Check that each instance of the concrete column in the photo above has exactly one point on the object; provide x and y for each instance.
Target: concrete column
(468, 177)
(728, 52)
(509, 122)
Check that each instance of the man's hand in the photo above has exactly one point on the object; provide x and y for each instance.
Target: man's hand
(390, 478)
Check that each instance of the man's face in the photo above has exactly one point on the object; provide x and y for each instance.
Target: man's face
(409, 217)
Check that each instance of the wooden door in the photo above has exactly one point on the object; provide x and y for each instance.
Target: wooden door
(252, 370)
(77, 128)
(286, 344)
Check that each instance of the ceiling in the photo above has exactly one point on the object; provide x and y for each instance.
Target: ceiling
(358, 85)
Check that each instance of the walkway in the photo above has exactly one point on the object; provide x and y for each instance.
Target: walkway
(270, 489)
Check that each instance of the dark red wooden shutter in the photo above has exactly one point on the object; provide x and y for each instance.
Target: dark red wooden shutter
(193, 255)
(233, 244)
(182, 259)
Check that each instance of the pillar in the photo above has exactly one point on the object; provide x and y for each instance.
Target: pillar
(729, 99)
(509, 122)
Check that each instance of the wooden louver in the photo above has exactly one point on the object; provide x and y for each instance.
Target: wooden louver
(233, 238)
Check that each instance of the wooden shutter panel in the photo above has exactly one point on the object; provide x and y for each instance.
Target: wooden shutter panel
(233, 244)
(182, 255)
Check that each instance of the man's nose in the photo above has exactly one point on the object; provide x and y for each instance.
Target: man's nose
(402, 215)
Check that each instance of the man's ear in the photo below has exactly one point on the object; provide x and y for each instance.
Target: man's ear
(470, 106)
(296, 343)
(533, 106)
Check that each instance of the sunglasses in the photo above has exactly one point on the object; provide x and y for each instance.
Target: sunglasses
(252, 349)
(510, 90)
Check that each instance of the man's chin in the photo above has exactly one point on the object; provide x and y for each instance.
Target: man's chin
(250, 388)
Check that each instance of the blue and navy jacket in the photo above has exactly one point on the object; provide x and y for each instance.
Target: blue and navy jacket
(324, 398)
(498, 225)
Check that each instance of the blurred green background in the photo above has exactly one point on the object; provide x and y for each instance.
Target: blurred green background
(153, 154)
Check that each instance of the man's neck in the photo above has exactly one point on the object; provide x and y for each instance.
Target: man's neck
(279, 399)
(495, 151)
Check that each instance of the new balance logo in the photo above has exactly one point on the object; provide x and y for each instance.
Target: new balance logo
####
Exercise directions:
Report each line of the data that includes the string "logo".

Result for this exercise:
Check that each instance of the new balance logo in the photo above has exactly one point on the object; provide x and y for each instance.
Target: new balance logo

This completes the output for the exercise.